## Task requirements:
Reproduce the listing below, substituting "hat" for "cap" and leaving everything else unchanged.

____ Input for this task

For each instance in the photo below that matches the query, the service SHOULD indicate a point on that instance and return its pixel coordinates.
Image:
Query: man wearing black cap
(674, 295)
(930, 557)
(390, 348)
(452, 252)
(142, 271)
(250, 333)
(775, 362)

________

## Solution below:
For each instance in the photo below that matches the query, the service SHOULD indicate a point on that instance and return its pixel coordinates.
Image:
Query: man wearing black hat
(674, 295)
(930, 557)
(390, 348)
(452, 252)
(142, 271)
(250, 333)
(775, 362)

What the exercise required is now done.